- _INSTRUCTIONS TO FOLLOW_
Rewrite the material below, changing every "one dot" to "a single point" and leaving the rest as it is.

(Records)
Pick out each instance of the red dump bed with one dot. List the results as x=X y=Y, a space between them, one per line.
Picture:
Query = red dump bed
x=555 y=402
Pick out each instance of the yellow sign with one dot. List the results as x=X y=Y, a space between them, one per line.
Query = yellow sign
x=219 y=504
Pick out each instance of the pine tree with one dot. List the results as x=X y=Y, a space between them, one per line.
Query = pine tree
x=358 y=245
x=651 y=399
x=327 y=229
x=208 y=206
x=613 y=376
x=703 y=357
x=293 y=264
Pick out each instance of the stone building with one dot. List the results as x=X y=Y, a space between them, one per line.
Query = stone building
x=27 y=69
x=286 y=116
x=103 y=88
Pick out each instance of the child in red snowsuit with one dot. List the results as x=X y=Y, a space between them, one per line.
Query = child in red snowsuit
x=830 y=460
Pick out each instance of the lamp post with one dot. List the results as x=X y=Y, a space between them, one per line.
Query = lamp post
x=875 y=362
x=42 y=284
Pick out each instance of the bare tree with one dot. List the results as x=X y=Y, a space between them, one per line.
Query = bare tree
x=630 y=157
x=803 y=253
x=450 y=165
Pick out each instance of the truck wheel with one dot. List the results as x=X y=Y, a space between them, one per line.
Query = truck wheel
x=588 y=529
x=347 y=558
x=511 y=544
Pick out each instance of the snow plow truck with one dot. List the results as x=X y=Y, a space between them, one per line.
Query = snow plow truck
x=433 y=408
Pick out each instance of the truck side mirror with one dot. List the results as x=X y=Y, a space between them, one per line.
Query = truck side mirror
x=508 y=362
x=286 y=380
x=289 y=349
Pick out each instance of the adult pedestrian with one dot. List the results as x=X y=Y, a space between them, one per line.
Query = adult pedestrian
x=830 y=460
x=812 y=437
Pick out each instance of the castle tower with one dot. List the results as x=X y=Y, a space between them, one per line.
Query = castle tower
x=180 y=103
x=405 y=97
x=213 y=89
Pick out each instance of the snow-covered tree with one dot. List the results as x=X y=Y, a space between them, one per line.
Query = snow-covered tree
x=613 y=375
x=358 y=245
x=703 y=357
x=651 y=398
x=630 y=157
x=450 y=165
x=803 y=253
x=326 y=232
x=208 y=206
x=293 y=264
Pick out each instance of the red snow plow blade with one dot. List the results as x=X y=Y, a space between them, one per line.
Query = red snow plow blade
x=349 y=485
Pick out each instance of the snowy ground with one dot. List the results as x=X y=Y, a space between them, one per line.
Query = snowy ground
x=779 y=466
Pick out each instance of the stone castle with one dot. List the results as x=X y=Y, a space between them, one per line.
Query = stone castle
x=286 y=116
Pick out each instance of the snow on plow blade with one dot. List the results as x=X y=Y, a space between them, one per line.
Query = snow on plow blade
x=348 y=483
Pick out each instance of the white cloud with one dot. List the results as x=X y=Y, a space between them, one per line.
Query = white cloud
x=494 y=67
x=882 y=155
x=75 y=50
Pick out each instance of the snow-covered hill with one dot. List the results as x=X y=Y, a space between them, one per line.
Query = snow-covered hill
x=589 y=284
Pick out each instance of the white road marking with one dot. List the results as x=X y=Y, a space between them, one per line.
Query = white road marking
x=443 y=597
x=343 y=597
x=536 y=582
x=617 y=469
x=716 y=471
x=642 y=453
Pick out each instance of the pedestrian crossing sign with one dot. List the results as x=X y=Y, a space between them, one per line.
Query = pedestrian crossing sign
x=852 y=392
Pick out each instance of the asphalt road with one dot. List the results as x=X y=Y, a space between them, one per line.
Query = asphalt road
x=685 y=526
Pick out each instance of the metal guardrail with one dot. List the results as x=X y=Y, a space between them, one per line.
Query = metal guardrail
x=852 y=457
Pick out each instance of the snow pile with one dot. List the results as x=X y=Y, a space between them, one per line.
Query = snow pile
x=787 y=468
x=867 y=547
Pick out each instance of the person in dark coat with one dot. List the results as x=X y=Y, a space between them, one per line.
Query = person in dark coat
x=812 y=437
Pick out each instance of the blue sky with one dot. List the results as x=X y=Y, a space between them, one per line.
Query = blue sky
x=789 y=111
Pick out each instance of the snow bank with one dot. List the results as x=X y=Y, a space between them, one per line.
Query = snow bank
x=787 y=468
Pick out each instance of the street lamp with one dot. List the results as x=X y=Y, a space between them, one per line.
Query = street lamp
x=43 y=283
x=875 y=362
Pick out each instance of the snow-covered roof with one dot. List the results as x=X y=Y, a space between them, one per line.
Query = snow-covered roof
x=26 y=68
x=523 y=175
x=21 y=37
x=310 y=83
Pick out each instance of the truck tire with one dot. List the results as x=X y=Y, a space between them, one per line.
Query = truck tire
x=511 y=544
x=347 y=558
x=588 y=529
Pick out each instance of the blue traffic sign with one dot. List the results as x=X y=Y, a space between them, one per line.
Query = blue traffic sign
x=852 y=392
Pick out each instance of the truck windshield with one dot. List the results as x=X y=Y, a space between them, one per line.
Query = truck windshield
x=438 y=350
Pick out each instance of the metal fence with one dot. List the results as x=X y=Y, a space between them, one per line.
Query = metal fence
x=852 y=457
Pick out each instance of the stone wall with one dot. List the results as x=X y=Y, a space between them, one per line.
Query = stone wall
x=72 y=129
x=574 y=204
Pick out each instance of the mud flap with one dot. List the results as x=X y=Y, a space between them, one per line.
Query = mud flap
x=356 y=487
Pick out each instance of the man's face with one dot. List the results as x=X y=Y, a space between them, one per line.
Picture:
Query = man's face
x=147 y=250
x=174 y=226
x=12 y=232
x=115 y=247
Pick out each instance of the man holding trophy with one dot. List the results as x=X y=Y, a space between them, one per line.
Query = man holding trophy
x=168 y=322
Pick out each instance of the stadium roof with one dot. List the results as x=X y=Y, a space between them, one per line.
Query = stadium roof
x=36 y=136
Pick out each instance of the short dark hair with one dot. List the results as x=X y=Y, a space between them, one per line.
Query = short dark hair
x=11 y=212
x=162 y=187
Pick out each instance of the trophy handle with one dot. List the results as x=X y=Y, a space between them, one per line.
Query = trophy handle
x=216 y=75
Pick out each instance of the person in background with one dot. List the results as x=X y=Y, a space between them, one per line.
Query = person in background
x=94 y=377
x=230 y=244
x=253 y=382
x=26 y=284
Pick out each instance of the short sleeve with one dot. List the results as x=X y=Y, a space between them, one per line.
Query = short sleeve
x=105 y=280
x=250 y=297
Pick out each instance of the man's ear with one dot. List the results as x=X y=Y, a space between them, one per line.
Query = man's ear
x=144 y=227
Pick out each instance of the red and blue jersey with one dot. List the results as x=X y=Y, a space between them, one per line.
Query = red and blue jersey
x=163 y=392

- _CORRECT ANSWER_
Pick out each instance of the red dump bed with a single point. List the results as x=X y=Y, a space between them, one per line.
Picture:
Query = red dump bed
x=555 y=402
Pick out each instance of the yellow sign with a single point. List the results as x=X y=Y, a space between them, one per line.
Query = yellow sign
x=219 y=504
Pick out each instance of the pine tree with a single point. List the results as x=X y=Y, a space between them, one per line.
Query = pine tree
x=358 y=245
x=651 y=399
x=327 y=229
x=208 y=206
x=613 y=376
x=703 y=357
x=293 y=264
Pick out each instance of the stone building with a single point. List the results as x=X y=Y, a space between them, one per line.
Query = stone building
x=27 y=69
x=286 y=116
x=103 y=88
Pick out each instance of the child in red snowsuit with a single point. List the results as x=X y=Y, a space between them, one per line.
Query = child in red snowsuit
x=830 y=460
Pick out each instance of the lamp post with a single point. List the results as x=X y=Y, a space between them, one per line.
Query = lamp post
x=875 y=362
x=42 y=284
Pick out each instance of the bare tree with a single point. List the results as x=X y=Y, a space between them, one per line.
Query = bare tree
x=630 y=157
x=803 y=253
x=450 y=165
Pick out each instance of the truck wheel with a single point. List the results as x=X y=Y, a space between them, one per line.
Query = truck wheel
x=588 y=529
x=347 y=558
x=511 y=544
Pick out each instance of the snow plow truck with a single point. List the results as x=X y=Y, a space between them, one per line.
Query = snow plow truck
x=433 y=408
Pick out each instance of the truck side mirror with a single point. List the results as x=X y=Y, a space between them, one per line.
Query = truck side mirror
x=508 y=362
x=286 y=380
x=289 y=349
Pick out each instance of the adult pedestrian with a single point. List the results as x=X y=Y, a space between them, one per line.
Query = adult pedestrian
x=830 y=460
x=812 y=437
Pick out each instance of the castle tower with a single point. List the results as x=X y=Y, a space between them, one per line.
Query = castle tower
x=180 y=103
x=405 y=97
x=213 y=89
Pick out each instance of the snow-covered tree with a single point. List the results as x=X y=Y, a space between them, one per line.
Query = snow-covered tree
x=613 y=375
x=358 y=245
x=703 y=357
x=651 y=398
x=630 y=157
x=450 y=165
x=803 y=253
x=326 y=232
x=208 y=206
x=293 y=264
Pick out each instance of the red snow plow blade with a single point. List the results as x=X y=Y, a space between them, one per line.
Query = red snow plow blade
x=349 y=485
Pick out each instance of the snowy ground with a single point. List the results as x=X y=Y, a space between them, one per line.
Query = snowy ground
x=779 y=466
Pick out each instance of the stone castle with a single point. List the results as x=X y=Y, a space between them, one per line.
Query = stone castle
x=286 y=116
Pick out each instance of the snow on plow blade with a single point. List the results as x=X y=Y, a space between them, one per line.
Query = snow on plow blade
x=348 y=483
Pick out each instance of the white cloud with a single point. List the results as x=X y=Y, a space between them, one per line.
Query = white cloud
x=494 y=67
x=882 y=155
x=75 y=50
Pick out each instance of the snow-covered hill with a single point. List the results as x=X y=Y, a space between them, one per line.
Query = snow-covered hill
x=589 y=284
Pick out each instance of the white road marking with a single point. List the results as x=X y=Y, a space between them, one per line.
Query = white road marking
x=443 y=597
x=343 y=597
x=536 y=582
x=617 y=469
x=716 y=471
x=642 y=453
Pick out each instance of the pedestrian crossing sign with a single point. List the results as x=X y=Y, a space between them, one per line.
Query = pedestrian crossing sign
x=852 y=392
Pick out each instance of the asphalt road with a single point. List the results as x=X y=Y, a space between them, one per line.
Query = asphalt road
x=685 y=526
Pick out each instance of the metal guardrail with a single point. List the results as x=X y=Y, a space between them, one per line.
Query = metal guardrail
x=852 y=457
Pick out each instance of the snow pile with a single point. List the results as x=X y=Y, a space between them, one per line.
Query = snow pile
x=787 y=468
x=867 y=547
Pick out each instance of the person in dark coat with a single point. List the results as x=X y=Y, a space between them, one per line.
Query = person in dark coat
x=812 y=437
Pick out each instance of the blue sky with a single point. List the results as x=X y=Y, a space between them, one per line.
Query = blue sky
x=789 y=111
Pick out each instance of the snow bank with a single point. List the results as x=X y=Y, a space between them, one per line.
Query = snow bank
x=787 y=468
Pick out each instance of the street lamp with a single point. List the results as x=X y=Y, a space between them, one per line.
Query = street lamp
x=43 y=283
x=875 y=362
Pick out each instance of the snow-covered roof with a single point. List the results as x=X y=Y, a space between them, one per line.
Query = snow-covered roof
x=26 y=68
x=523 y=175
x=21 y=37
x=310 y=83
Pick out each instance of the truck tire with a single point. List the results as x=X y=Y, a space between them, one per line.
Query = truck tire
x=511 y=544
x=347 y=558
x=588 y=529
Pick out each instance of the blue traffic sign with a single point. List the results as x=X y=Y, a space between them, one per line.
Query = blue traffic sign
x=852 y=392
Pick out each instance of the truck windshield with a single point. List the results as x=X y=Y, a space between them, one per line.
Query = truck windshield
x=438 y=350
Pick out each instance of the metal fence with a single point. List the results as x=X y=Y, a space between them, one per line.
Query = metal fence
x=852 y=457
Pick out each instance of the stone wall with a single point. List the results as x=X y=Y, a space between them, one per line.
Query = stone wall
x=72 y=129
x=574 y=204
Pick out each instance of the mud flap with a single point. List the results as x=X y=Y, a space between them, one per line.
Query = mud flap
x=356 y=487
Pick out each instance of the man's face with a single point. List the results as x=X y=Y, a space between them, one per line.
Picture:
Query = man's face
x=147 y=250
x=174 y=226
x=12 y=232
x=115 y=247
Pick out each instance of the man holding trophy with a single point. List the results as x=X y=Y, a space between them, one per line.
Query = man holding trophy
x=168 y=322
Pick out each instance of the stadium roof with a single point. List the results as x=X y=Y, a space between them, one per line.
Query = stadium roof
x=36 y=136
Pick out each instance of the short dark hair with a single point. List the results as x=X y=Y, a space between them, one per line.
Query = short dark hair
x=11 y=212
x=162 y=187
Pick out each instance of the trophy handle with a single point. List the results as x=X y=Y, a space between them, one per line.
Query = trophy handle
x=216 y=75
Pick out each instance of the person in background with a single point. List the results as x=X y=Y, a space between them, one per line.
Query = person in background
x=94 y=377
x=230 y=244
x=253 y=382
x=26 y=284
Pick out each instance of the short sleeve with a single point. List the results as x=X y=Y, a space between them, one per line.
Query = short sleeve
x=105 y=280
x=250 y=297
Pick out each instance of the man's ear with a single point. List the results as x=X y=Y, a space between them, one per line.
Query = man's ear
x=144 y=227
Pick out each instance of the red and blue jersey with a single point. List the results as x=X y=Y, a space between them, one per line.
Query = red and blue jersey
x=163 y=392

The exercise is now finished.